In the past year, we have seen great changes in mobile and wireless. Bluetooth survived rumors of its death and is making a comeback in the form of real products. The explosive growth of WLANs (wireless LANs) built around the IEEE 802.11b/WiFi (Wireless Fidelity) standards is one of the year's most exciting tech stories. We've seen the first rollout of 3G (third-generation) services in Japan and 2.5G services in many more locales.
Despite technical and market challenges, fixed-access wireless systems are operational in millions of locations, and the growth potential is enormous. The functionality and variety of mobile devices have some contemplating a future where the PC is no longer the computational device of choice. And mobile applications, both vertical and horizontal, have become more robust, enabled by enhanced back-end and middleware architectures.
So what about 2002? It's likely to be the most significant year yet in the development of mobile and wireless technology.
Wireless PANs
Mention personal-area networks, piconets and scatternets, and most IT managers will regard you with confusion, perhaps pity. Do we really need yet another wireless technology? Yes, according to the champions of Bluetooth. But is there any real demand for PAN technology, or is it a market dreamed up by European wireless nuts?
■ ■ ■ ■
LIST OF TASKS:
1. According to the mobile and wireless article, in which country were 3G services first rolled out?
2. Retype the stretch of the mobile and wireless article from "Wireless PANs" through "European wireless nuts?".
3. Summarize the mobile and wireless article in two sentences.

(Items from a dataset)
■ ■ ■ ■
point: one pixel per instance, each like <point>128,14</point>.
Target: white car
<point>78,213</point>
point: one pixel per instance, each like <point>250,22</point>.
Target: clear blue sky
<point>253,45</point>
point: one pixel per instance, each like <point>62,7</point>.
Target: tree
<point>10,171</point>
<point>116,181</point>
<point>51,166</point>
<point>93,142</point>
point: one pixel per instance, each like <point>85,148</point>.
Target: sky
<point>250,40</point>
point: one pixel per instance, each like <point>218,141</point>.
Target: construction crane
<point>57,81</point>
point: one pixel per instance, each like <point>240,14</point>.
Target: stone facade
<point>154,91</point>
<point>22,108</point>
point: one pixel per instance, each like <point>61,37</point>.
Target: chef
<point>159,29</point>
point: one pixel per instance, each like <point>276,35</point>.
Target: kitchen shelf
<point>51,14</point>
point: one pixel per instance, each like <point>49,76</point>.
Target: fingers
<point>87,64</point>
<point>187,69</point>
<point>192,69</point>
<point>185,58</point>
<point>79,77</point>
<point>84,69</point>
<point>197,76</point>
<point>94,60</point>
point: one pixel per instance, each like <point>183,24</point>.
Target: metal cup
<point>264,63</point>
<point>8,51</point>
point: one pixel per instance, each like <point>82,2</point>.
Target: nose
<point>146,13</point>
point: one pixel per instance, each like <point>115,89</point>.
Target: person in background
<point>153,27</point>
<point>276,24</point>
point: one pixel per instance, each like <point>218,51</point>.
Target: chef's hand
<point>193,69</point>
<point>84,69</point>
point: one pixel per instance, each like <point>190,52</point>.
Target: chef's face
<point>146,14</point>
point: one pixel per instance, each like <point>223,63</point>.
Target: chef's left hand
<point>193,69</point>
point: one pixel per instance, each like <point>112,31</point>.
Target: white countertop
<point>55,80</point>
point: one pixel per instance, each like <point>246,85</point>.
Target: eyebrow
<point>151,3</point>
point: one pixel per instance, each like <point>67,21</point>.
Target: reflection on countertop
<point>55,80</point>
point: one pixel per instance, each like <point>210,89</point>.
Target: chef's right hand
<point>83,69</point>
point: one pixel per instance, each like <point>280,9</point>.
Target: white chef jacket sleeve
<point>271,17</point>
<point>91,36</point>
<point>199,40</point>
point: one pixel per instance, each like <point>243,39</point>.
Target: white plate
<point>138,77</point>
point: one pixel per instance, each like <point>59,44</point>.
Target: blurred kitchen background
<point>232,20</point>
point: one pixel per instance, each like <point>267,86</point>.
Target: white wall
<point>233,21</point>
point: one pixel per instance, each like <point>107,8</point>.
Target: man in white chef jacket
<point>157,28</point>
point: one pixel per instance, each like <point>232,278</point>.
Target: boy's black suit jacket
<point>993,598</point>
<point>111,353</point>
■ ■ ■ ■
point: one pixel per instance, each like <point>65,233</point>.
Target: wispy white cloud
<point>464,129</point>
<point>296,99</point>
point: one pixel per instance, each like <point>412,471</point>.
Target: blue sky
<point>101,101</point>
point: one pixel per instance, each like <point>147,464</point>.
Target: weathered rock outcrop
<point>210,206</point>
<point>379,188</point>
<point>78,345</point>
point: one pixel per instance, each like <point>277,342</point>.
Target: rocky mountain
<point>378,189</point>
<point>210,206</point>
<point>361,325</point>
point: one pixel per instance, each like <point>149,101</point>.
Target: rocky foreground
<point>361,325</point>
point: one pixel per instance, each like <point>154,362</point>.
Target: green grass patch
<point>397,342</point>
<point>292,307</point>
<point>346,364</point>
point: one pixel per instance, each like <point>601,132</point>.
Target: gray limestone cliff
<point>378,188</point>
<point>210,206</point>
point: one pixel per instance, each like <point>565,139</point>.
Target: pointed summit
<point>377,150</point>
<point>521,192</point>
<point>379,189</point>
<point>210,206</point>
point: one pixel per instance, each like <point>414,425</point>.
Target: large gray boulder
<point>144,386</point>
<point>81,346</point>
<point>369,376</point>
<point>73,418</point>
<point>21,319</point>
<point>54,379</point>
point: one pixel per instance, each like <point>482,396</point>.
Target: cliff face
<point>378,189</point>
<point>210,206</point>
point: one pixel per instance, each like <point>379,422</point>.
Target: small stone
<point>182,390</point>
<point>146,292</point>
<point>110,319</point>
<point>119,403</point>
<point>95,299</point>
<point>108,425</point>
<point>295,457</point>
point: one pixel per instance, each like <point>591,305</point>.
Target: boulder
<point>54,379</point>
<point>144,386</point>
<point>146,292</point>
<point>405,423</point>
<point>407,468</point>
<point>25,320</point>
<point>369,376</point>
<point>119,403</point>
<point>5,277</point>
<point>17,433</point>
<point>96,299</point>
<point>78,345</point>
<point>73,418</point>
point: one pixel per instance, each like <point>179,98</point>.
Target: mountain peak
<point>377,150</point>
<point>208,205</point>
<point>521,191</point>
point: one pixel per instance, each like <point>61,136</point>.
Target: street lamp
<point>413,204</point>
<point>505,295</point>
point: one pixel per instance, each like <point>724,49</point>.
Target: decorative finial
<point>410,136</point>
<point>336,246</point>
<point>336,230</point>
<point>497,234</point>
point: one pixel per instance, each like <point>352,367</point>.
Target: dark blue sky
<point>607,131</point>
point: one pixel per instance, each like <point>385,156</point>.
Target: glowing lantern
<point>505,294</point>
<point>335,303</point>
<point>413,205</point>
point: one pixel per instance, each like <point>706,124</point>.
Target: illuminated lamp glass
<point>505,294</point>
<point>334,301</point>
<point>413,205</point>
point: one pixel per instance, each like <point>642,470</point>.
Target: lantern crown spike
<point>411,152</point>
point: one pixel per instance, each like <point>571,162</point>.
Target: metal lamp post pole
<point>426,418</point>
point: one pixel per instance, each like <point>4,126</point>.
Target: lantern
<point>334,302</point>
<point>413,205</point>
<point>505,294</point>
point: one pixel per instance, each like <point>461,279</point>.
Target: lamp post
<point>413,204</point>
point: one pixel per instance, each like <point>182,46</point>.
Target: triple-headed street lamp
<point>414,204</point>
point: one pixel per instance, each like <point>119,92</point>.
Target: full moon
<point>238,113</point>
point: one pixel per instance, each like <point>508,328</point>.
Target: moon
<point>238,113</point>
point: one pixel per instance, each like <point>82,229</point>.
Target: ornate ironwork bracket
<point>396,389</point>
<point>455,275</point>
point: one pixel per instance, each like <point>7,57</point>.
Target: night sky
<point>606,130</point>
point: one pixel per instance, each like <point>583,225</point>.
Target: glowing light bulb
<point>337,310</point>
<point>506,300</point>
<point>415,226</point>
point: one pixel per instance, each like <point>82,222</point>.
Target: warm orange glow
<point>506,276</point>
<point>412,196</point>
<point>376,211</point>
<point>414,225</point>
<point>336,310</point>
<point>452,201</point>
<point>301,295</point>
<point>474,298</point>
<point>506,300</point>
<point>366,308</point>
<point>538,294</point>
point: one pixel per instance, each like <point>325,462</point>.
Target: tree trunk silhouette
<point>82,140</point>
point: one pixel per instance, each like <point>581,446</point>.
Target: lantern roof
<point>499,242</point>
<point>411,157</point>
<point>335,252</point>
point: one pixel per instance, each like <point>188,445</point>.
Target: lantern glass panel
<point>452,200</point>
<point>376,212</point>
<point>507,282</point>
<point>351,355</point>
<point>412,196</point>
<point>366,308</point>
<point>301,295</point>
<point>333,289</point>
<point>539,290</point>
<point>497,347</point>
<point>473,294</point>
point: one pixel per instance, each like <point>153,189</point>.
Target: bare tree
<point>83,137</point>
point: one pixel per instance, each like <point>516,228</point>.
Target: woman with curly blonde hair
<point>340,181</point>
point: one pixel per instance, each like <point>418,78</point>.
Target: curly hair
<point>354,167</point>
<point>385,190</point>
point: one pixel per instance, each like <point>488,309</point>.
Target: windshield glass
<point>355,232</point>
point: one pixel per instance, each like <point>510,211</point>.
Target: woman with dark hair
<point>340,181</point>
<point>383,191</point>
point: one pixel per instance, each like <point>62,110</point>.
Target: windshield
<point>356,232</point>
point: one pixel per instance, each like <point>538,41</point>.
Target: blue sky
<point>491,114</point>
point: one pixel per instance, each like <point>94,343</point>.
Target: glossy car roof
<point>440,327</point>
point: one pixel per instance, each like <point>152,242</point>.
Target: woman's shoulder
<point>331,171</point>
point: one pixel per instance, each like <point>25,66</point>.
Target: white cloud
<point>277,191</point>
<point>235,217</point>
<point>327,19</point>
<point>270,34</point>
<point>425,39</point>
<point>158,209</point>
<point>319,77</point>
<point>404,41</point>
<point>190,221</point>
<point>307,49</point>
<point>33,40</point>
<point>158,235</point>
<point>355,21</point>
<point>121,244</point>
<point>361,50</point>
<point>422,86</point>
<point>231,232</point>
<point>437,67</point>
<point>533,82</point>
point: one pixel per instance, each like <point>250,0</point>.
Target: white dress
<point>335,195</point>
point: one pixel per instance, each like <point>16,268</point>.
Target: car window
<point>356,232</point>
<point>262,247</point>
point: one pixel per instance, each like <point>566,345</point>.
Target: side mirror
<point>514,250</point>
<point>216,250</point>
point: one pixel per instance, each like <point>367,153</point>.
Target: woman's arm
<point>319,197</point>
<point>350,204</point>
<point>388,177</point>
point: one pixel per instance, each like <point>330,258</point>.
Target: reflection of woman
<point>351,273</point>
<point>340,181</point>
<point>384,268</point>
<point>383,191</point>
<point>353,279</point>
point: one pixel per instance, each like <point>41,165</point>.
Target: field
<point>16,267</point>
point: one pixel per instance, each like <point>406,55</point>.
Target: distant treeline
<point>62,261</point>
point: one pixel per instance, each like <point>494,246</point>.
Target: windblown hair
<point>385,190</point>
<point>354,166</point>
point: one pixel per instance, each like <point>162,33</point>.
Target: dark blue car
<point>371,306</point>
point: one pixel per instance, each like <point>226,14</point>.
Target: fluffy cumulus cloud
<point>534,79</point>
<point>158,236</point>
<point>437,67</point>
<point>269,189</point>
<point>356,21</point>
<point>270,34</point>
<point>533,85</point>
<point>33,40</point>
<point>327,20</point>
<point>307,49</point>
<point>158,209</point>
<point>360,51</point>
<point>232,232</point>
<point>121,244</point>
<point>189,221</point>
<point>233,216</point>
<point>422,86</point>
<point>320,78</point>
■ ■ ■ ■
SOLUTIONS IN ORDER:
1. Japan

2.
Wireless PANs
Mention personal-area networks, piconets and scatternets, and most IT managers will regard you with confusion, perhaps pity. Do we really need yet another wireless technology? Yes, according to the champions of Bluetooth. But is there any real demand for PAN technology, or is it a market dreamed up by European wireless nuts?

3. The past year brought major changes in mobile and wireless, including Bluetooth's comeback in real products, explosive growth of WLANs built on the IEEE 802.11b/WiFi standards, and the first 3G rollout in Japan along with 2.5G services in many more places. Fixed-access wireless systems operate in millions of locations, mobile devices and applications have become more capable, and 2002 is likely to be the most significant year yet for the field.